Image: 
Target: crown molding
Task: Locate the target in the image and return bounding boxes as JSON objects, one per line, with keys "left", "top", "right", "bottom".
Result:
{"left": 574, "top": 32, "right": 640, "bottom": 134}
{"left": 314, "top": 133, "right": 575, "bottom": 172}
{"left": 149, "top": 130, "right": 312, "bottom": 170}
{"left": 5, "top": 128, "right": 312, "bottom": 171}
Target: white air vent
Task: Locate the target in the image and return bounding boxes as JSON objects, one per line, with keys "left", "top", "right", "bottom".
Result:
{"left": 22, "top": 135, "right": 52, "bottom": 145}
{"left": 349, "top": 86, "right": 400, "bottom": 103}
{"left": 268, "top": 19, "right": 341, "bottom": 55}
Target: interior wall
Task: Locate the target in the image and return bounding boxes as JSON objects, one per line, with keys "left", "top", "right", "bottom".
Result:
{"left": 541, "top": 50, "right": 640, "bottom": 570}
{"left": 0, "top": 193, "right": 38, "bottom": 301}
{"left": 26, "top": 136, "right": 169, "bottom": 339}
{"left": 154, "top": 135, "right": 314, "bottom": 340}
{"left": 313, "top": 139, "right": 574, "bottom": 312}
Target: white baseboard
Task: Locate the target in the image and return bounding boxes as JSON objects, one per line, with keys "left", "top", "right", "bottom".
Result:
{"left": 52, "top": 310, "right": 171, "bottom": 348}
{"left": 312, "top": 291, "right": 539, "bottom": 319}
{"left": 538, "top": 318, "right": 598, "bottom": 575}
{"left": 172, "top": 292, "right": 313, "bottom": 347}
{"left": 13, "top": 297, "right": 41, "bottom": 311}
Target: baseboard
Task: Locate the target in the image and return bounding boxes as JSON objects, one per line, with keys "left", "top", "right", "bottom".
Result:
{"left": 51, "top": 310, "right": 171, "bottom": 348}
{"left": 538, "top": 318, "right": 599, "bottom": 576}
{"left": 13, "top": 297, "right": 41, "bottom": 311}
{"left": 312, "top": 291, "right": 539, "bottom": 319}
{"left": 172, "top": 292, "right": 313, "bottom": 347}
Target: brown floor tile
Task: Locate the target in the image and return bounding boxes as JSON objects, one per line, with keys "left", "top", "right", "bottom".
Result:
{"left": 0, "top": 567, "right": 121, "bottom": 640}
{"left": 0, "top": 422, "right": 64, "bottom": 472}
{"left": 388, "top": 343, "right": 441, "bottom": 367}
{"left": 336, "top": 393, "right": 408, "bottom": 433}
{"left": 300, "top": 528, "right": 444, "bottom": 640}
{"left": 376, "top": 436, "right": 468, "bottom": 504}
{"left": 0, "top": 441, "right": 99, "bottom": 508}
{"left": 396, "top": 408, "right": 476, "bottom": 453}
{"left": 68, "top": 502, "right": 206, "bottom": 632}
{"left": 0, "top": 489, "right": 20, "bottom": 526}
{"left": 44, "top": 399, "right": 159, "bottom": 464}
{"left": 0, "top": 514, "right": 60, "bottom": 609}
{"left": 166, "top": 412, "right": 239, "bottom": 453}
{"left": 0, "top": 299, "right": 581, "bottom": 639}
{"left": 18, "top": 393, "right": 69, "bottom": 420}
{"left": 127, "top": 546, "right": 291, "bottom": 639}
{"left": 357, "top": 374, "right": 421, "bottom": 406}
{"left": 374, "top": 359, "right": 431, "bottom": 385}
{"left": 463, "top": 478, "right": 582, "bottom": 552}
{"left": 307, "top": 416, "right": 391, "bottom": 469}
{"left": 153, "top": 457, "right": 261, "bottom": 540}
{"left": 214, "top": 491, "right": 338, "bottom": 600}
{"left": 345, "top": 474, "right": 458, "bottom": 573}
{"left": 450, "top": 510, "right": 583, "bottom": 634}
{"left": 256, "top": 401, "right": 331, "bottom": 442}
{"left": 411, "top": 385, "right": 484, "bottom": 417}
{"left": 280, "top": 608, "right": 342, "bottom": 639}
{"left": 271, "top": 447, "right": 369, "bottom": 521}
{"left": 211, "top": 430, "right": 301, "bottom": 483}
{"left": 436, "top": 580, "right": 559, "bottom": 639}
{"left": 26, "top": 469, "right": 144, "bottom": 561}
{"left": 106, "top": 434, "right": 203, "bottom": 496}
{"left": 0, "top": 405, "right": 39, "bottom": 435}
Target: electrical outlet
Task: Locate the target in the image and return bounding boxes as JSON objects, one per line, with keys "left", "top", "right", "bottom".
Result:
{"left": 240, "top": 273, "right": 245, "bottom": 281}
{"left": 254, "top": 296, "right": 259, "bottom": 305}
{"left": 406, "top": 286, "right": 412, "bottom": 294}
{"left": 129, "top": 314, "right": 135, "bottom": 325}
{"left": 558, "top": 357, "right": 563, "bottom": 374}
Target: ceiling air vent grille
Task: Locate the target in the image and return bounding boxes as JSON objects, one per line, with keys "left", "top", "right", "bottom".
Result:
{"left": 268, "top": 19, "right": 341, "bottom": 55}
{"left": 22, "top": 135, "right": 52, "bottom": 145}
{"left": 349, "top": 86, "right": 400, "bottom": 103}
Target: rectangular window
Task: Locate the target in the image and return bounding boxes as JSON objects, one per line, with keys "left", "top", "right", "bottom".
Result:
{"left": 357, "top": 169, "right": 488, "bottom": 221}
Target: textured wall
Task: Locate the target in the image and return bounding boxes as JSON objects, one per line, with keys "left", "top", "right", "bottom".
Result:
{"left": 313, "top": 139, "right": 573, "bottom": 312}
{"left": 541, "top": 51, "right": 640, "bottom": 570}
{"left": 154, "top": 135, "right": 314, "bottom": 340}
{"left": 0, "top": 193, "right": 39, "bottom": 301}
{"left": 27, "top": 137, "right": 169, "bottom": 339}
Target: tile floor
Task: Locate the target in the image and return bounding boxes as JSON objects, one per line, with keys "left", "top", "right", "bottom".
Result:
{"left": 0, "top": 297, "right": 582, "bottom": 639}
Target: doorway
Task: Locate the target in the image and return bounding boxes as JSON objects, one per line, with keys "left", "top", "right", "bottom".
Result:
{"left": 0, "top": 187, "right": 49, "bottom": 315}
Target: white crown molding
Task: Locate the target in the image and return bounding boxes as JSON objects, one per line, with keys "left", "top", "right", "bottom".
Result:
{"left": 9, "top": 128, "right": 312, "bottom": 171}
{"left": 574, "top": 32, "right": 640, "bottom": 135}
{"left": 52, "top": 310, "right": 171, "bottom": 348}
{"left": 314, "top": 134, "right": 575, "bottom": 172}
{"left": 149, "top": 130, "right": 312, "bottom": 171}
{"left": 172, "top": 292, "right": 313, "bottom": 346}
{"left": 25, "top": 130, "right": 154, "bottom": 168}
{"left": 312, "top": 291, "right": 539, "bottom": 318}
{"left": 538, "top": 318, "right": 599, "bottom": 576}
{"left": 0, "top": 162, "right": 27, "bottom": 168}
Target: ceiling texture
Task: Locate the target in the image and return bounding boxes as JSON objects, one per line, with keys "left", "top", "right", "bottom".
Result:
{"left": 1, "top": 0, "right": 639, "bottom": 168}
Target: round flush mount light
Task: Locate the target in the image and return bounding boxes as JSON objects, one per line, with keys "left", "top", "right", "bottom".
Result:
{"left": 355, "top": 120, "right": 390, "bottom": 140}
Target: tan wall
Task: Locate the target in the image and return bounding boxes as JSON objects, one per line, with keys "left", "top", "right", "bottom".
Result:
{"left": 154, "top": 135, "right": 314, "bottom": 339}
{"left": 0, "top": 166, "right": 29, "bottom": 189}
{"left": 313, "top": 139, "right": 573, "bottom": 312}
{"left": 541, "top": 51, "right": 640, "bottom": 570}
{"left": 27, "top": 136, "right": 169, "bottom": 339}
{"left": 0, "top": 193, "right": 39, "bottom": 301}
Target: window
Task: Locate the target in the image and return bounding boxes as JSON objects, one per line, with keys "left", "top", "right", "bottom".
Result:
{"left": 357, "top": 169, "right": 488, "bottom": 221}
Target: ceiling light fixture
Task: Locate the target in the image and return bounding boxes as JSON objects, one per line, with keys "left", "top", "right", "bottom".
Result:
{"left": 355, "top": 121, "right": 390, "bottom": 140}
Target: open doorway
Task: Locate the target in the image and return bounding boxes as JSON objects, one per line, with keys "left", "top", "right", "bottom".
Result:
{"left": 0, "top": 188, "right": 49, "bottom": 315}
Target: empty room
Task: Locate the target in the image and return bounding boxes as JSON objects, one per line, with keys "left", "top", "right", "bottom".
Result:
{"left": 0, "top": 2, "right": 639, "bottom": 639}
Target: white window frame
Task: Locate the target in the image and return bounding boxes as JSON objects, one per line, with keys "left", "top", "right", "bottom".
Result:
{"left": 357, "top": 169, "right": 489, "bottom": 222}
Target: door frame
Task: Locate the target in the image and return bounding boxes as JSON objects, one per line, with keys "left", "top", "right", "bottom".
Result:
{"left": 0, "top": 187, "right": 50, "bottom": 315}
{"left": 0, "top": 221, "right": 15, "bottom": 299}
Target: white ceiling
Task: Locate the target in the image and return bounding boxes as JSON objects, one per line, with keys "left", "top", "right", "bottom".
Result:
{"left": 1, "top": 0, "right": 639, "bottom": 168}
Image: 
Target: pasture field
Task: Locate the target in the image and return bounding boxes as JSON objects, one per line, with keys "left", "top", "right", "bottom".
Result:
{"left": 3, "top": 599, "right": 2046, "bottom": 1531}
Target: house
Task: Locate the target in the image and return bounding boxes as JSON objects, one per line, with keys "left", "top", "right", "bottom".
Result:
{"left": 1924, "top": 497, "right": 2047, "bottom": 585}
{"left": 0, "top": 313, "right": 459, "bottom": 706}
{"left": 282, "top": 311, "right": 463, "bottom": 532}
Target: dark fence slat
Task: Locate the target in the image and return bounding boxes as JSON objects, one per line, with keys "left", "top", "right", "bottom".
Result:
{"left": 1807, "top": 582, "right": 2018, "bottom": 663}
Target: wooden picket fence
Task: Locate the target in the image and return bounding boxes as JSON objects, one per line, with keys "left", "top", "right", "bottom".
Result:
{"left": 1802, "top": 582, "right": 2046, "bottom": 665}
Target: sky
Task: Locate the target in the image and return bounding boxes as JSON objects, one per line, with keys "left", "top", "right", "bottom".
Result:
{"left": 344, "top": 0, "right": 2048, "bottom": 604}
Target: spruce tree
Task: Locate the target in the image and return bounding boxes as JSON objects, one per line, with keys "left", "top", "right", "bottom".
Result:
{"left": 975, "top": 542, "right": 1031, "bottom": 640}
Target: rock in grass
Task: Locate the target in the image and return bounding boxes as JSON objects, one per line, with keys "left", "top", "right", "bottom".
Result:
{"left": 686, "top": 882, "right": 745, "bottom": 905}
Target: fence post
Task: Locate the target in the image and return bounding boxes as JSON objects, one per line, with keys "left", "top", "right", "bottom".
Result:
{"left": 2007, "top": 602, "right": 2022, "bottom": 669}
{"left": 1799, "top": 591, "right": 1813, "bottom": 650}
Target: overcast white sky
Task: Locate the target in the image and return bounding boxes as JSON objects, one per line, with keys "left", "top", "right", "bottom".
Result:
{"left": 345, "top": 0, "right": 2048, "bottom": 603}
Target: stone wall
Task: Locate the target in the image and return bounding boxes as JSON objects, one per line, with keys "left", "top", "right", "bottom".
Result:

————————

What is the number of lines in this listing that contain the word "crown"? Answer with that number and nothing else.

### Your solution
2